*Text extract*.
In contrast to an experience pile-up, we may rationally believe that J is a duck-head drawing and a rabbit-head drawing at the same time.4 In contrast to an experience strip-down, we may rationally believe that J is something completely independent of any and all available impressions. So, experience pile-ups and strip-downs are not available to us, but belief pile-ups and strip-downs are indeed available to us, and said beliefs, I argue, are rationally held.

A belief pile-up can be phrased so that the belief has contradictory content. If rationally believing that J is a drawing of a duck-head entails believing that J is not a rabbit-head drawing, then our rational belief that J is duck and rabbit has contradictory content. Since in believing J is both, we believe that J is simultaneously a rabbit and not a rabbit drawing. Now, a belief pile-up can also be phrased in a different manner.

Instead of saying that we believe J to be simultaneously duck and not- duck when we believe J is duck and rabbit, we could state alternatively that we believe and not believe simultaneously that J is a drawing of a duck-head. Under this phrasing, our belief is contradictory when we believe that J is both a duck and a rabbit drawing.

In summary, when we believe that J is both duck and rabbit (i.e. when we have a belief pile-up), it could be said that our belief has contradictory content or that our belief itself is contradictory. This depends on what is negated by each conjunct. For example, rationally believing that J is a duck entails that we do not believe J is a rabbit; it also entails that we believe J is not a rabbit.

By following an analogous procedure, similar conclusions are reached concerning the issue of belief strip-downs. That is, our belief that J is something independent of any and all impressions (i.e. a belief strip- down) is a contradictory belief or a belief with contradictory content.

If the belief pile-up of the contradictory content variety, as stated above, is a true belief, then J violates the Law of Non-Contradiction (LNC) by being a subject to whom the attribute of being a drawing of a duck-head belongs and does not belong at the same time and under the same perspective. On the other hand, if we are actually correct to hold the pile-up of the contradictory belief sort, as stated above, then the observer (O) herself is in violation the LNC by being a subject who has the attribute of believing and not believing that J is a drawing of a duck- head at the same time and under the same perspective.

In analyzing experiences that we cannot have of J and beliefs that we indeed can rationally have of J, I arrive at the conclusion that we must reassess the LNC. I notice that we cannot experience J in ways that violate the LNC, but that we may indeed hold rational beliefs that are in said violation. I additionally argue that we are correct to hold such contradictory beliefs. I argue that contradictory states of affairs do, in fact, obtain.

*Data provided*.
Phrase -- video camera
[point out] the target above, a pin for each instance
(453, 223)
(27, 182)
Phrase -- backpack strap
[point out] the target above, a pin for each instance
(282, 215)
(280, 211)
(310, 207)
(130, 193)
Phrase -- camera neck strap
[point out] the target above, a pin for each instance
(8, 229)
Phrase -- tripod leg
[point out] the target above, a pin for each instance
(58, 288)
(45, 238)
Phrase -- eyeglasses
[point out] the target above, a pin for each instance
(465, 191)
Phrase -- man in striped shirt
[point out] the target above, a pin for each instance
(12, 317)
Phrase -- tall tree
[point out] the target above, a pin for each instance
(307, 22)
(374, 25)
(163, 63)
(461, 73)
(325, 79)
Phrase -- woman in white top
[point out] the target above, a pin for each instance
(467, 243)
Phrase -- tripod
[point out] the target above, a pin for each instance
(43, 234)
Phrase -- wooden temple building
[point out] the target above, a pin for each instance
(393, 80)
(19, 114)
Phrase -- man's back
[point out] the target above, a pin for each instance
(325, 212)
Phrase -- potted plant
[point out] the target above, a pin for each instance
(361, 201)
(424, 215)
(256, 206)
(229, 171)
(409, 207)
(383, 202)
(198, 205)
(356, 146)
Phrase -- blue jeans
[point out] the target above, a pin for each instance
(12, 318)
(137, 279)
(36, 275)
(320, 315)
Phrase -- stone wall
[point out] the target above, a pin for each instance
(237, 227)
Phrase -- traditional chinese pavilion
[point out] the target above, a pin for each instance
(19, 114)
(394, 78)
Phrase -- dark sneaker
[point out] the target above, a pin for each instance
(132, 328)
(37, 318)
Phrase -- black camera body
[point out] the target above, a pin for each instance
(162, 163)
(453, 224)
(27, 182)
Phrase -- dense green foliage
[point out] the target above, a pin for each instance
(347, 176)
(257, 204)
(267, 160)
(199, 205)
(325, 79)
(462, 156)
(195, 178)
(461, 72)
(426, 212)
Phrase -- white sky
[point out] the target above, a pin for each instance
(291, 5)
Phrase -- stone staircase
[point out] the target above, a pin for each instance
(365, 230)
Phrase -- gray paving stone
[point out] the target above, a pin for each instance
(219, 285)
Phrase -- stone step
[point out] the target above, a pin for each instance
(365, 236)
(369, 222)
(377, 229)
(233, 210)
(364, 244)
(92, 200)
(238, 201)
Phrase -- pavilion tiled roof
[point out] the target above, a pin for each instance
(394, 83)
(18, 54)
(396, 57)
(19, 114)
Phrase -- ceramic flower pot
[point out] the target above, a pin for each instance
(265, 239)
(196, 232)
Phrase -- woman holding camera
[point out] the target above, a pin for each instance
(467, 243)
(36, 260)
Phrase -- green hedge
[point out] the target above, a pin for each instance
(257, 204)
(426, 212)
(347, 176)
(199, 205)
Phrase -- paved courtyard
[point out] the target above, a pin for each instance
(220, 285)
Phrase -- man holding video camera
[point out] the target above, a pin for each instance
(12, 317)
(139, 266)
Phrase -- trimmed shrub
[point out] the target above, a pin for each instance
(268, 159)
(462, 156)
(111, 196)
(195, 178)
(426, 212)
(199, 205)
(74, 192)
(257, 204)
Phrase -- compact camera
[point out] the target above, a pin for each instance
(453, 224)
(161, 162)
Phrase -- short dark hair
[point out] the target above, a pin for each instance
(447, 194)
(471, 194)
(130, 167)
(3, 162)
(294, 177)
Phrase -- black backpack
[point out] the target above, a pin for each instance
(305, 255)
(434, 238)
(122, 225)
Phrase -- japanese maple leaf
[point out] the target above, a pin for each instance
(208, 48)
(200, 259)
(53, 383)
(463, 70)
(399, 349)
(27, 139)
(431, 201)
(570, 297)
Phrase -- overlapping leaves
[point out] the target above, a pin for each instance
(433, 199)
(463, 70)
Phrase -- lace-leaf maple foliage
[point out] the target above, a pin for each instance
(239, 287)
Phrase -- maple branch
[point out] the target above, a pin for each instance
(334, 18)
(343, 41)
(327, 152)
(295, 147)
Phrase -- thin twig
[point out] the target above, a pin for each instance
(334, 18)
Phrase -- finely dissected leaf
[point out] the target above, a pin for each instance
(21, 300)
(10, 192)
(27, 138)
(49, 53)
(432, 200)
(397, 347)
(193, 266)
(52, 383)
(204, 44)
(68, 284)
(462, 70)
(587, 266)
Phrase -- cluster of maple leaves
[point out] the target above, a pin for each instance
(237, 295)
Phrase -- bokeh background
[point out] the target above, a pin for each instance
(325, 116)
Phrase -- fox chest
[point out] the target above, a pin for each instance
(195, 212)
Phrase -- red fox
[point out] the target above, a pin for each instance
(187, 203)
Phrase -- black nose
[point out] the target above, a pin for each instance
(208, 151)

*What to do*.
a: Duplicate the part of the duck-rabbit passage that opens with the words containing "In summary, when" and closes with "with contradictory content.".
b: Finish out the next part of the duck-rabbit passage, continuing from the point where it stops.

*Final answers*.
a:
In summary, when we believe that J is both duck and rabbit (i.e. when we have a belief pile-up), it could be said that our belief has contradictory content or that our belief itself is contradictory. This depends on what is negated by each conjunct. For example, rationally believing that J is a duck entails that we do not believe J is a rabbit; it also entails that we believe J is not a rabbit.

By following an analogous procedure, similar conclusions are reached concerning the issue of belief strip-downs. That is, our belief that J is something independent of any and all impressions (i.e. a belief strip- down) is a contradictory belief or a belief with contradictory content.

b:
My proposal is that the LNC is best understood as an empirical theory or perhaps merely as a hypothesis about the limits of our experience. The LNC describes, for example, our inability to see J as both a rabbit and a duck at the same time. Yet J can be both rabbit and duck simultaneously, and we can rationally hold such a belief. So we are wrong to take the orthodox philosophical stance that the LNC governs over―or accurately describes―what can or cannot be, or what we can or cannot believe.

1 Introduction

Belief pile-ups have contradictory content if we are correct in believing that J is simultaneously both a drawing of a rabbit-head and a drawing of a duck-head. This is because believing J is a drawing of a duck-head entails believing J is not a drawing of a rabbit-head. So in believing that J is a duck-head drawing and a rabbit-head drawing, we believe that J is a rabbit5 and that J is not a rabbit. If our belief turns out to be true, then J actually is and is not a rabbit-head drawing at the same time. The contradictory state of affairs obtains in the world.

Belief strip-downs have contradictory content if we are correct in believing that J is a drawing that is independent of any and all of the impressions we can have of J. In such a case, J is neither duck, nor rabbit, nor striated-lines, nor any other impression that we can have. So in believing that J is something different than the impressions we can have, we have an impression of J. If our belief about J is true, J is and is not something we can have an impression of. This state of affairs is not a contradiction, although the belief that it obtains is a contradiction, as would be the experience if it were available to us.

Pile-ups and strip-downs can also be contradictory experiences instead of having contradictory content because pile-ups and strip- downs describe that we see and don´t see J in a certain way. Technically, a negation may affect the content of our experience (O sees both duck and not-duck) or our experience itself (O sees and does not-see a duck). Strip-downs have an analogous situation. All these analyses are detailed in Section 3 and in Section 4 below.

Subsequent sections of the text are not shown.